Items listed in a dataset
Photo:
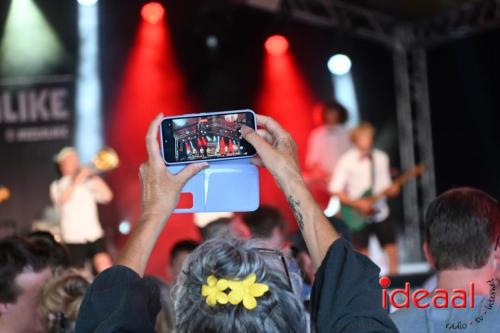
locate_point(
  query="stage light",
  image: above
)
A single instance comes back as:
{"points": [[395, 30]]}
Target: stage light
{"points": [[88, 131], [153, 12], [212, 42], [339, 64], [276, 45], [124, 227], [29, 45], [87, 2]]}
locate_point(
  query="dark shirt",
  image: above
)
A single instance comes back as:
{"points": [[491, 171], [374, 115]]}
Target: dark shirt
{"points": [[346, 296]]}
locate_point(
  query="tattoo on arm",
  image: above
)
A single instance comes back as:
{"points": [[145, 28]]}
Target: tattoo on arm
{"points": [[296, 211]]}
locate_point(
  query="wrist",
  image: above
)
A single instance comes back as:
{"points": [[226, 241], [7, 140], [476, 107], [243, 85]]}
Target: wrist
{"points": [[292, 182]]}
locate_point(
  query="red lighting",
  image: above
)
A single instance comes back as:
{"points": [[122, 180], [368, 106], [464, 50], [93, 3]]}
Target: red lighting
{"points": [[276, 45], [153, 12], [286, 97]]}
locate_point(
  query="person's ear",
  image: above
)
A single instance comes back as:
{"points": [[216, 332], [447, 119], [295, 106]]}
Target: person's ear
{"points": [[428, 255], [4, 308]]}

...

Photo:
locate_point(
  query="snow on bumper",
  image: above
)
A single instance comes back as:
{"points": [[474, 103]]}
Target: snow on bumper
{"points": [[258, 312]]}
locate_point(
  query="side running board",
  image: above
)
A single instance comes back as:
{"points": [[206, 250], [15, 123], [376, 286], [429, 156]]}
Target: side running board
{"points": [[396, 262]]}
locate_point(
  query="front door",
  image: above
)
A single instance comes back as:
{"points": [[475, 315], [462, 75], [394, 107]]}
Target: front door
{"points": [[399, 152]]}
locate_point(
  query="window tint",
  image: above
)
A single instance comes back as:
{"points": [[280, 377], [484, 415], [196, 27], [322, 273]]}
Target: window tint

---

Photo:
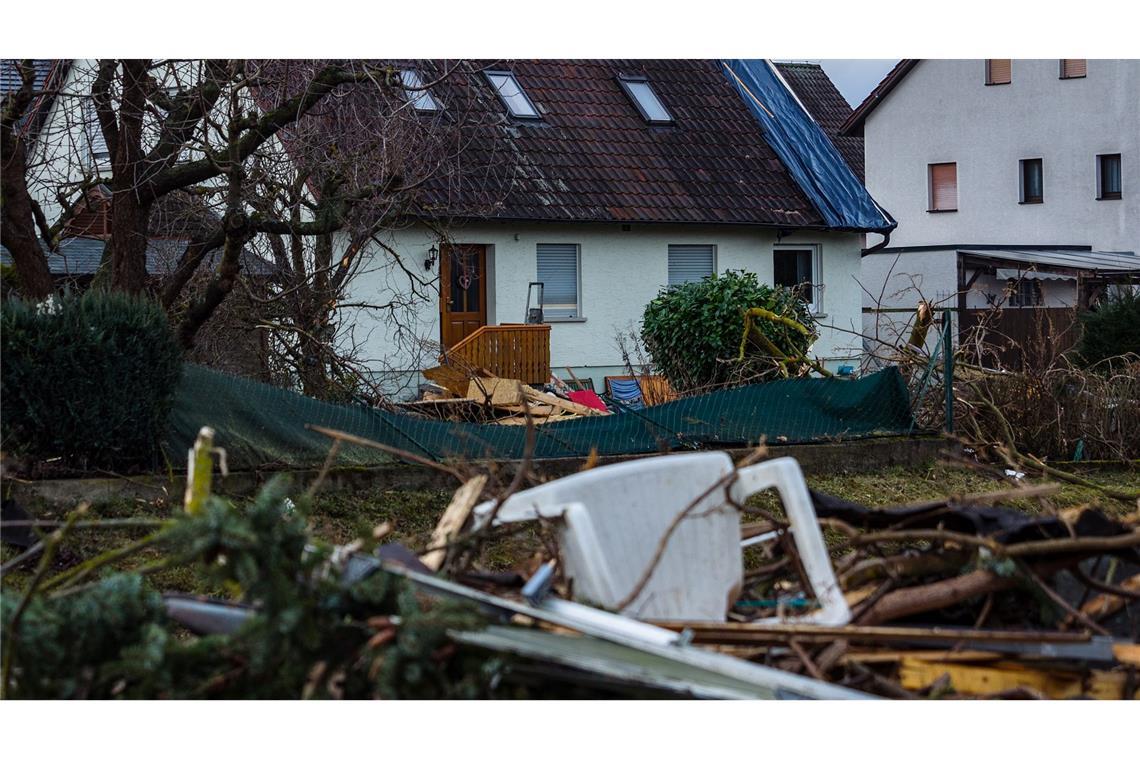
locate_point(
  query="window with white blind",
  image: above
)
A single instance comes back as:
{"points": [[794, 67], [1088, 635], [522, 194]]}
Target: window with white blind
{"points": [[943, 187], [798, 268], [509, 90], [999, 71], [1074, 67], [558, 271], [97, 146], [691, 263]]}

▶ _Set task_
Count the lines of the listing above that contain the string "query", treating uppercase and lowercase as different. Give only the number.

▶ _The output_
11